** Instructions for the task **
Every line below must be copied as written, except for pictures.

-- Data provided follows --

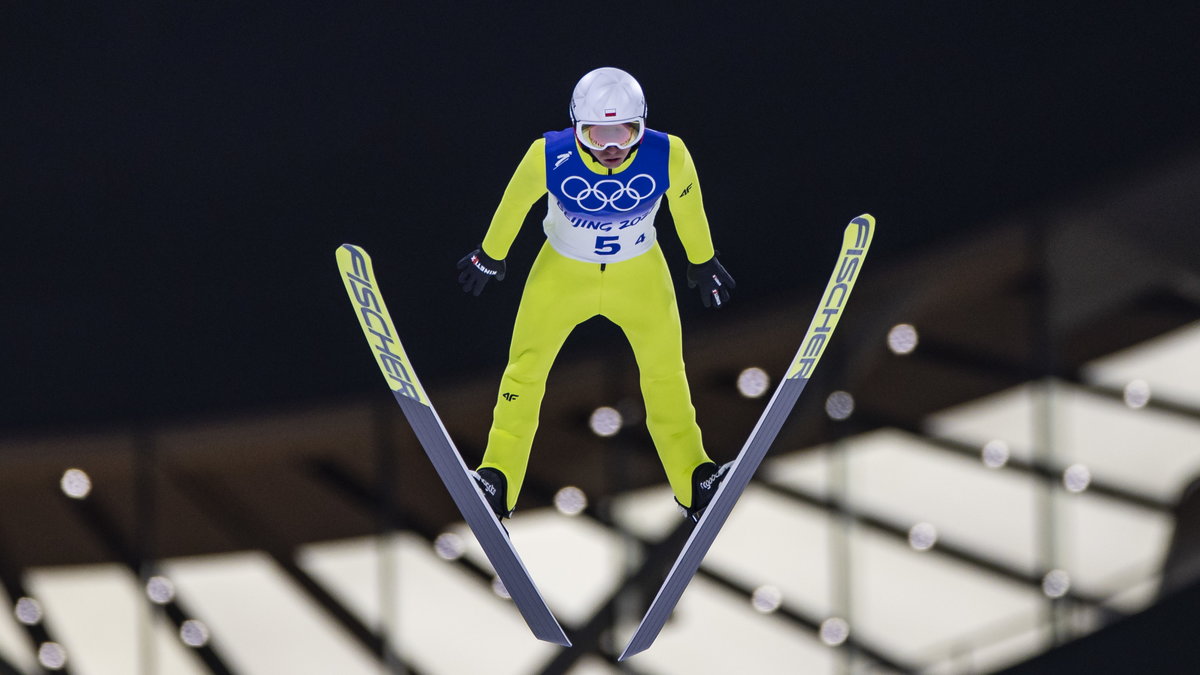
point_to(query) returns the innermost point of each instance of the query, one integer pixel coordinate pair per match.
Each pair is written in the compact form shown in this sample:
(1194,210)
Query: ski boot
(705,481)
(493,485)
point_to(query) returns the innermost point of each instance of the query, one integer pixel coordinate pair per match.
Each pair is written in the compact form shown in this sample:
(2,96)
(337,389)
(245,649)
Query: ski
(381,333)
(856,240)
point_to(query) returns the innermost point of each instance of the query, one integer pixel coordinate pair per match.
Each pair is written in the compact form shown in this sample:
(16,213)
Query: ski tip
(630,650)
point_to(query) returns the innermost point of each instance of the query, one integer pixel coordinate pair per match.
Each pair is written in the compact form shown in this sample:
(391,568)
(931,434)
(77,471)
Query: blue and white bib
(604,217)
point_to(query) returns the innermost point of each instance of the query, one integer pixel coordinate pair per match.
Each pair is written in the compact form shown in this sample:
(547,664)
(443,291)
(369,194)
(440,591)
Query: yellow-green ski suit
(562,292)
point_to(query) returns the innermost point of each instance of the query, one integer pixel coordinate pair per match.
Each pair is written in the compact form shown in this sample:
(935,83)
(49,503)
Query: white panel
(262,622)
(97,614)
(447,619)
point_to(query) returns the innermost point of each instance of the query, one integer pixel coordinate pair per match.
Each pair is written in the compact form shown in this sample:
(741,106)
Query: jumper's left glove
(477,268)
(713,281)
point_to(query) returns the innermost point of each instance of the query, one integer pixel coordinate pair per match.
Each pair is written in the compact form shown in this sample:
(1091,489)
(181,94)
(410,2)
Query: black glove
(714,282)
(477,268)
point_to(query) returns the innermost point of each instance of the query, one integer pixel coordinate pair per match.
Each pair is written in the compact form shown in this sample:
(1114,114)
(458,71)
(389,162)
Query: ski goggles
(600,136)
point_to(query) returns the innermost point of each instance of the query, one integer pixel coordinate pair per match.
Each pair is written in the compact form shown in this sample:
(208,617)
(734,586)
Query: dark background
(178,175)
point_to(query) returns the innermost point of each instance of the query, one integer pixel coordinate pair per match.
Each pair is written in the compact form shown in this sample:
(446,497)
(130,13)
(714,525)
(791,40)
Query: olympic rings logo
(609,193)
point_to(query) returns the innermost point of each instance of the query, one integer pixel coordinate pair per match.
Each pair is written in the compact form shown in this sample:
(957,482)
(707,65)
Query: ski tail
(381,333)
(856,240)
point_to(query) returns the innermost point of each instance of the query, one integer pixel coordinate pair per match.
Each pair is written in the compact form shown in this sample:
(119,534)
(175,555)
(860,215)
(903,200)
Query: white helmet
(609,108)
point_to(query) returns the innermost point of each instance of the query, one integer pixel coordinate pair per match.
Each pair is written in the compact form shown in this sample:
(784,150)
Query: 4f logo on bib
(609,193)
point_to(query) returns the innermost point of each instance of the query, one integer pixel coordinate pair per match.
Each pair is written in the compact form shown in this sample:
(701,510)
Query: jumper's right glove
(477,269)
(713,281)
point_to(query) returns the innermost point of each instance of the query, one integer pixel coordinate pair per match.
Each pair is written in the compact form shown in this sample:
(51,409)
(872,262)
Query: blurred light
(753,382)
(995,453)
(840,405)
(1055,584)
(160,590)
(570,501)
(499,590)
(195,633)
(1077,478)
(449,545)
(52,656)
(1137,394)
(834,631)
(922,536)
(605,422)
(903,339)
(76,484)
(767,598)
(28,611)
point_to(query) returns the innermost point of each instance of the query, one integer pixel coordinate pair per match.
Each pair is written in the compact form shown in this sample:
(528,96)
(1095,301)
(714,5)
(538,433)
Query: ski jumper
(600,258)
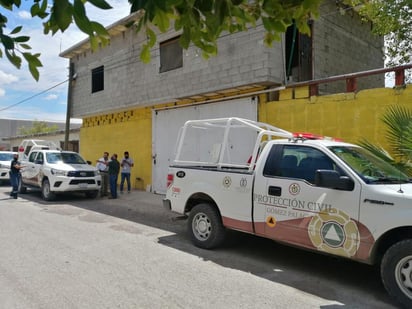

-- Data provided concluded --

** Solution **
point_to(query) returns the innermost point of each instance of the query, one integer pixel coordinate pair per match.
Each pair is written in the compact form shown in this sample:
(1194,210)
Query: ski boot
(705,481)
(493,485)
point_to(query) returns the innermost point of each instance of the query, one integer pixel coordinate pair per match.
Each pair is written in the compact form shown in this sample:
(2,96)
(337,389)
(245,649)
Query: ski
(381,333)
(856,240)
point_to(query) returns the innermost point of each instance of the query, one integer pixel coordinate pair per match.
Each pair is written in the compact form shown in this sample:
(16,213)
Query: ski tip
(630,650)
point_to(query) returns the innermost point of each instance of the query, one integer pixel coordinate pair per match.
Each pair is written in the compact form shown in this sample:
(391,568)
(931,434)
(77,471)
Query: blue and white bib
(604,217)
point_to(query) returns the innermost point of each instance of the query, one integer pixel coordinate pair per match.
Each pair is written in the compact form shown in this sample:
(547,664)
(443,291)
(369,194)
(440,591)
Query: yellow-green ski suit
(562,292)
point_to(query) returns the innermost point of each instance of the query, one integer pixel coordinate pair per match.
Each pair is written in the compact form shown in this sample:
(935,83)
(49,503)
Query: white panel
(262,622)
(97,614)
(447,619)
point_to(query) returns the innermost point of each instance of the query, one integer pixel coordinate pair per match.
Each pair is written in the compact form shown in this sample:
(741,106)
Query: jumper's left glove
(477,268)
(713,281)
point_to(query) returns the innermost point of each instance of the query, one integer pixel coordinate pair per match.
Each pair is written in the compact form shown in this sample:
(1091,489)
(181,94)
(410,2)
Query: black glove
(714,282)
(477,268)
point_to(query) returns the innermost point of each instance of the query, one integer pixel coordinate pair per match.
Each pair is written in the compact form shown in this sample:
(1114,114)
(458,71)
(389,162)
Query: ski goggles
(600,136)
point_to(query) returns the innermost point of each instance of the query, one integer pixel coordinate pair per match.
Each pair is written in the compact form shown in this sample:
(208,617)
(734,586)
Query: dark background
(178,175)
point_to(query) returns the innermost point of each instance of the query, one integer pixel coordinate pair per match.
Each pair is written in the compact form shown in this sample:
(446,497)
(130,13)
(714,525)
(791,40)
Query: olympic rings logo
(609,193)
point_to(query) returns the innermost point of each instance of the query, one integer pixel coordinate pair per match.
Each pair is written in the compact form shown in this sample:
(957,482)
(707,65)
Query: ski tail
(381,333)
(856,240)
point_to(query) returns the innermost point of each instance of the query, one integer pixel coordinate pair per match.
Each pair is written in the compact form shown in this sample:
(119,534)
(175,555)
(860,215)
(903,200)
Query: white helmet
(609,108)
point_to(query) returns the innermost point of each instance of the query, one integer pixel coordinate pair per match.
Each pair is written in the compact form shown in this sample:
(784,150)
Query: 4f logo on bib
(609,193)
point_to(query) returns the innermost point of each instance of the query, one integer pixel coordinate pair per match.
Each pair is written in the compact form shown in this sample:
(701,510)
Query: jumper's right glove
(477,269)
(713,281)
point_to(query) returns the innermost point of each instance of the query, one integer pixel coordinate pair per match.
Each pair is written in the compact form shown in this sample:
(51,409)
(872,262)
Query: blurred light
(753,382)
(995,453)
(840,405)
(1055,584)
(160,590)
(570,501)
(499,590)
(195,633)
(1077,478)
(449,545)
(52,656)
(1137,394)
(834,631)
(922,536)
(605,422)
(903,339)
(76,484)
(767,598)
(28,611)
point_to(query) returns the innermost point of each instance of the query, one integer pixel coordinate pair per match.
Each pair is written in the compact form shown in this sample:
(528,96)
(1095,301)
(714,5)
(538,433)
Query: ski jumper
(600,258)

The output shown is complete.